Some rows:
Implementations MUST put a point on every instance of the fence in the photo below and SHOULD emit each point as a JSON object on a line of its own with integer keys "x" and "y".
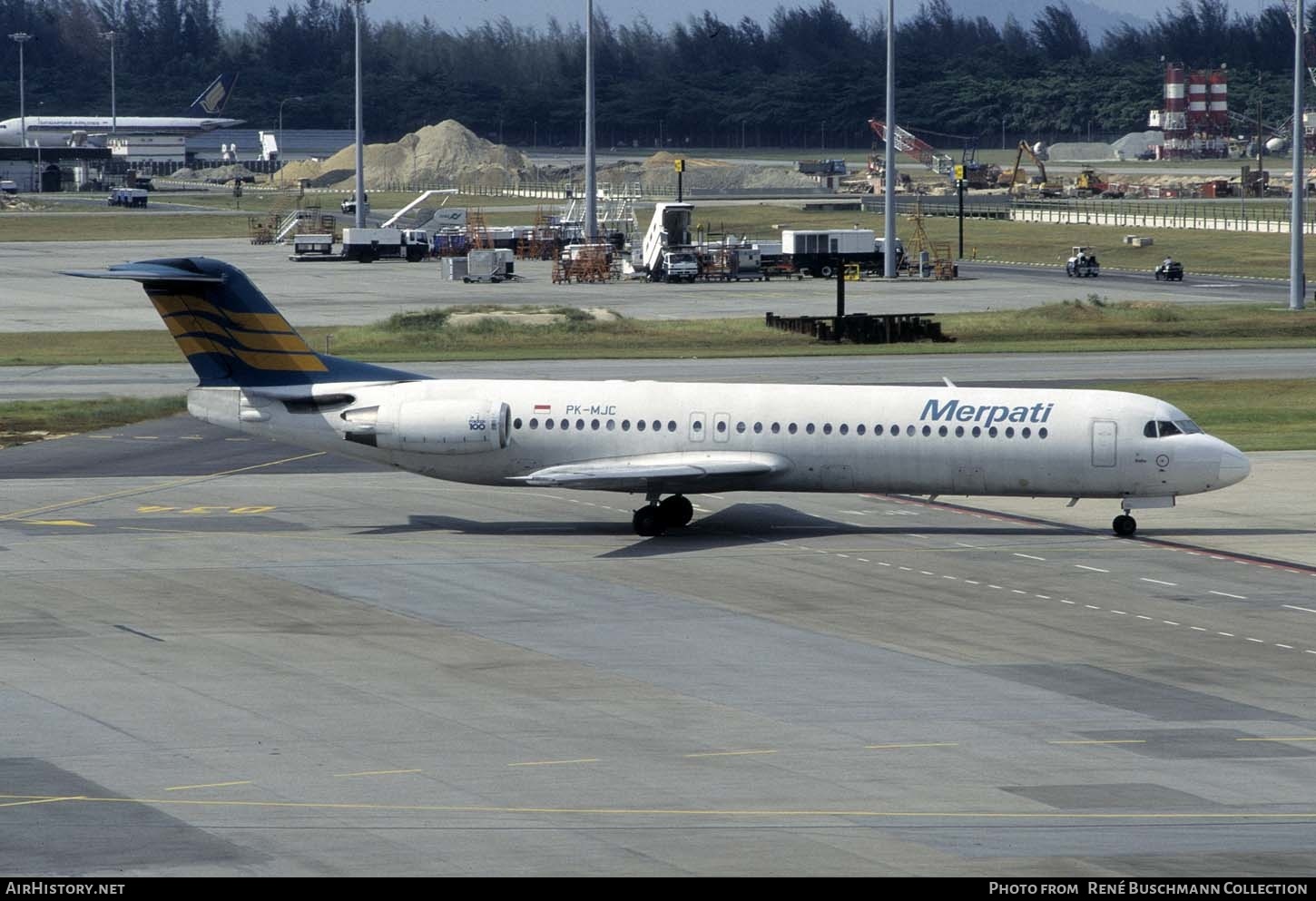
{"x": 1217, "y": 216}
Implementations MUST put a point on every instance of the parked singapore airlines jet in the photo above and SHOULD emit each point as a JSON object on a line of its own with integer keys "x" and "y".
{"x": 258, "y": 375}
{"x": 55, "y": 131}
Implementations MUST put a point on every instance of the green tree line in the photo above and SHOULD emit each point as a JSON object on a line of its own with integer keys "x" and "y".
{"x": 806, "y": 78}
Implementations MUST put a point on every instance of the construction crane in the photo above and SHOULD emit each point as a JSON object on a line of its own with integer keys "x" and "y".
{"x": 1044, "y": 187}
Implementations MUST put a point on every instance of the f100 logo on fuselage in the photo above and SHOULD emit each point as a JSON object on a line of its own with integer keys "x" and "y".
{"x": 953, "y": 411}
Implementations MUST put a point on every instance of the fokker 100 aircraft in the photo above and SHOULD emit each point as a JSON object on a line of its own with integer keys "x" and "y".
{"x": 55, "y": 131}
{"x": 658, "y": 439}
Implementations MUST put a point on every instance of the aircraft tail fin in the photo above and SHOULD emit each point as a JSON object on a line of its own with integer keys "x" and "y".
{"x": 213, "y": 99}
{"x": 230, "y": 332}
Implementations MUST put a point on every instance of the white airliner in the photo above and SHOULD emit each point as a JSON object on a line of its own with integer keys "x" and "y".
{"x": 257, "y": 375}
{"x": 58, "y": 131}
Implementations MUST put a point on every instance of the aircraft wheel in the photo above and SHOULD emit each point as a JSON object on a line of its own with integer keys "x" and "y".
{"x": 648, "y": 521}
{"x": 677, "y": 511}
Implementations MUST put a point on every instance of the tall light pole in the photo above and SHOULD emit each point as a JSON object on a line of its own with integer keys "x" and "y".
{"x": 113, "y": 108}
{"x": 1296, "y": 271}
{"x": 280, "y": 120}
{"x": 21, "y": 38}
{"x": 889, "y": 225}
{"x": 361, "y": 149}
{"x": 591, "y": 213}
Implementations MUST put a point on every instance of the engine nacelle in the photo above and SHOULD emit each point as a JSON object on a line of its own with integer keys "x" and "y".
{"x": 437, "y": 426}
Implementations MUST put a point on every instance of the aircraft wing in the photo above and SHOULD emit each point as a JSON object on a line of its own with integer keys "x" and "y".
{"x": 670, "y": 473}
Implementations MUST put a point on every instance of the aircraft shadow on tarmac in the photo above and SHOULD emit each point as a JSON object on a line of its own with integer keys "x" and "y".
{"x": 740, "y": 524}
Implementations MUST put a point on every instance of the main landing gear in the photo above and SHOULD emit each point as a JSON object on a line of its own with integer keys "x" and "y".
{"x": 657, "y": 517}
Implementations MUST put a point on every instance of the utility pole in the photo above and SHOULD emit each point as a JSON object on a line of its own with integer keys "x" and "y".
{"x": 113, "y": 108}
{"x": 359, "y": 220}
{"x": 1296, "y": 271}
{"x": 21, "y": 38}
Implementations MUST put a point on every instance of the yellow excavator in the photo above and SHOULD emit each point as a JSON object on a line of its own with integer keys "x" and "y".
{"x": 1038, "y": 186}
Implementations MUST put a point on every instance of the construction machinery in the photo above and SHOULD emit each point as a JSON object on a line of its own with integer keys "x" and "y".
{"x": 1037, "y": 186}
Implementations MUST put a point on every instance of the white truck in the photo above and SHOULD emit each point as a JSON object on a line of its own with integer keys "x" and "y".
{"x": 368, "y": 245}
{"x": 818, "y": 253}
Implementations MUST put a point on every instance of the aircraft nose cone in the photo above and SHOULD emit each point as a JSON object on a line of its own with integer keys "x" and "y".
{"x": 1233, "y": 465}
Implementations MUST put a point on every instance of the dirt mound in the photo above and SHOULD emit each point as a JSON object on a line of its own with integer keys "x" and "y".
{"x": 447, "y": 152}
{"x": 658, "y": 175}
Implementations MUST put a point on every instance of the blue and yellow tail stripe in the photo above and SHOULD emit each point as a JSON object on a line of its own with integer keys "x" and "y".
{"x": 263, "y": 341}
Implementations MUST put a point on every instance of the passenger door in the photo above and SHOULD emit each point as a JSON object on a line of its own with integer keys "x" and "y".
{"x": 696, "y": 426}
{"x": 1103, "y": 442}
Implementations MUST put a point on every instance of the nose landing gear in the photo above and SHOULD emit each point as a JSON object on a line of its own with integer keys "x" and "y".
{"x": 657, "y": 517}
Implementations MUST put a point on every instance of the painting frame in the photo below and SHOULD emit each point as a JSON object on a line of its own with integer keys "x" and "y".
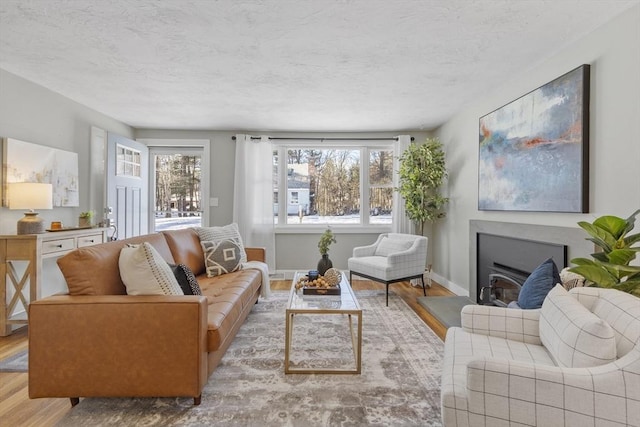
{"x": 28, "y": 162}
{"x": 533, "y": 152}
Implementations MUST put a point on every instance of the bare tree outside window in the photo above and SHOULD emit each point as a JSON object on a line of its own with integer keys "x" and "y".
{"x": 177, "y": 190}
{"x": 325, "y": 186}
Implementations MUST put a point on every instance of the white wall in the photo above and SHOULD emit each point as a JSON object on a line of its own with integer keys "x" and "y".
{"x": 614, "y": 188}
{"x": 32, "y": 113}
{"x": 294, "y": 251}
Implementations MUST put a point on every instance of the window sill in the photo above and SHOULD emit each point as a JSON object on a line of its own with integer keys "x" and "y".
{"x": 337, "y": 229}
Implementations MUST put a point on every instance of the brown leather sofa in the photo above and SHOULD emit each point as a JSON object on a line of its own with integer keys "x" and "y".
{"x": 96, "y": 341}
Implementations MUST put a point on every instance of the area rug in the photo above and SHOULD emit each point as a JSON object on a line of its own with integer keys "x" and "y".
{"x": 445, "y": 309}
{"x": 19, "y": 362}
{"x": 399, "y": 384}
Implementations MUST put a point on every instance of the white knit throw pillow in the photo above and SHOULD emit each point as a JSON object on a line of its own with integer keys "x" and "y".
{"x": 574, "y": 336}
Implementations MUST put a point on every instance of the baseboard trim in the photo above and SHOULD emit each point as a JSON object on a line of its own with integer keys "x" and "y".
{"x": 453, "y": 287}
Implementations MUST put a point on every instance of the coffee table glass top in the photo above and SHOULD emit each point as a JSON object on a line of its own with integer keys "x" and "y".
{"x": 346, "y": 301}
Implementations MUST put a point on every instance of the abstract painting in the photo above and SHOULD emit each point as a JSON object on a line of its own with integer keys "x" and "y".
{"x": 534, "y": 151}
{"x": 27, "y": 162}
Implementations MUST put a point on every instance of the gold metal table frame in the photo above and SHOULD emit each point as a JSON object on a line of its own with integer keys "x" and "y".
{"x": 306, "y": 304}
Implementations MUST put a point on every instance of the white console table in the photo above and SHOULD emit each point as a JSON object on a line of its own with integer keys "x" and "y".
{"x": 31, "y": 249}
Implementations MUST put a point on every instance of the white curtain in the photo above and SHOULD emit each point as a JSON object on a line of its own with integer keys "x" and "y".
{"x": 253, "y": 194}
{"x": 401, "y": 222}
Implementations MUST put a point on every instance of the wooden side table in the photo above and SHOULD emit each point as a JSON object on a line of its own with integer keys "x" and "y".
{"x": 32, "y": 249}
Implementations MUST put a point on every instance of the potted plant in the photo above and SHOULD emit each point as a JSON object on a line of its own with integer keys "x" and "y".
{"x": 422, "y": 171}
{"x": 610, "y": 267}
{"x": 85, "y": 219}
{"x": 326, "y": 239}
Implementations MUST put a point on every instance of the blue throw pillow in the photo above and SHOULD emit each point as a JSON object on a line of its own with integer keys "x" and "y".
{"x": 538, "y": 284}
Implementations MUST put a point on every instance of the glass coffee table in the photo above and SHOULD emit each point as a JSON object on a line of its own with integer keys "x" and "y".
{"x": 344, "y": 304}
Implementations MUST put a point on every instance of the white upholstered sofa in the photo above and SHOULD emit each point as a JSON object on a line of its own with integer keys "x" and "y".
{"x": 573, "y": 362}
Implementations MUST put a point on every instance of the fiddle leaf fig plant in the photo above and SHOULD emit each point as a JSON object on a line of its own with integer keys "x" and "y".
{"x": 422, "y": 172}
{"x": 610, "y": 267}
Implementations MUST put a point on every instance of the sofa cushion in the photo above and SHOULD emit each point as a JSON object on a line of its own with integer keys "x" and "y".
{"x": 102, "y": 263}
{"x": 575, "y": 337}
{"x": 144, "y": 272}
{"x": 185, "y": 248}
{"x": 388, "y": 246}
{"x": 538, "y": 285}
{"x": 218, "y": 234}
{"x": 186, "y": 279}
{"x": 228, "y": 295}
{"x": 221, "y": 257}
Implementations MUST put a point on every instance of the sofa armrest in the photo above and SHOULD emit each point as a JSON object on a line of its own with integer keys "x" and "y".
{"x": 361, "y": 251}
{"x": 509, "y": 323}
{"x": 531, "y": 394}
{"x": 117, "y": 345}
{"x": 256, "y": 254}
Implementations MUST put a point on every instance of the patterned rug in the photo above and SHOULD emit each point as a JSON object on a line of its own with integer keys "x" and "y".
{"x": 19, "y": 362}
{"x": 399, "y": 384}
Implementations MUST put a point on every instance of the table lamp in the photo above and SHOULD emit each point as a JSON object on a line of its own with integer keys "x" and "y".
{"x": 30, "y": 195}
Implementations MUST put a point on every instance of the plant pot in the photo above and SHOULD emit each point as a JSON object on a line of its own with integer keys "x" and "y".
{"x": 324, "y": 264}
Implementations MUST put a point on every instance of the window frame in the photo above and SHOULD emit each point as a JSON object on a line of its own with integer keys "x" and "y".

Aim ▸
Could you render the lines starting at the one that contains "of the patterned" and ending with the last of the rows as a numbered list, both ends included and blank lines left out?

Solution for this problem ▸
1. Implementations MUST put a point on every instance of the patterned rug in the photo above and SHOULD emit each point as a JSON object on a line of its own with integer keys "x" and "y".
2. {"x": 19, "y": 362}
3. {"x": 399, "y": 384}
4. Implementations MUST put a point on every instance of the table lamp in the photo above and SHOULD emit each point as a JSON object on a line of its own with integer keys "x" and "y".
5. {"x": 30, "y": 195}
6. Implementations MUST put a point on every instance of the plant pot in the photo above and SHOULD emit each point as a JSON object on a line of its own with integer keys "x" and "y".
7. {"x": 324, "y": 264}
8. Implementations MUST put a point on every instance of the window frame in the photo above and SHOULD emit each point as a JSON object on a line of its own with integer keys "x" and "y".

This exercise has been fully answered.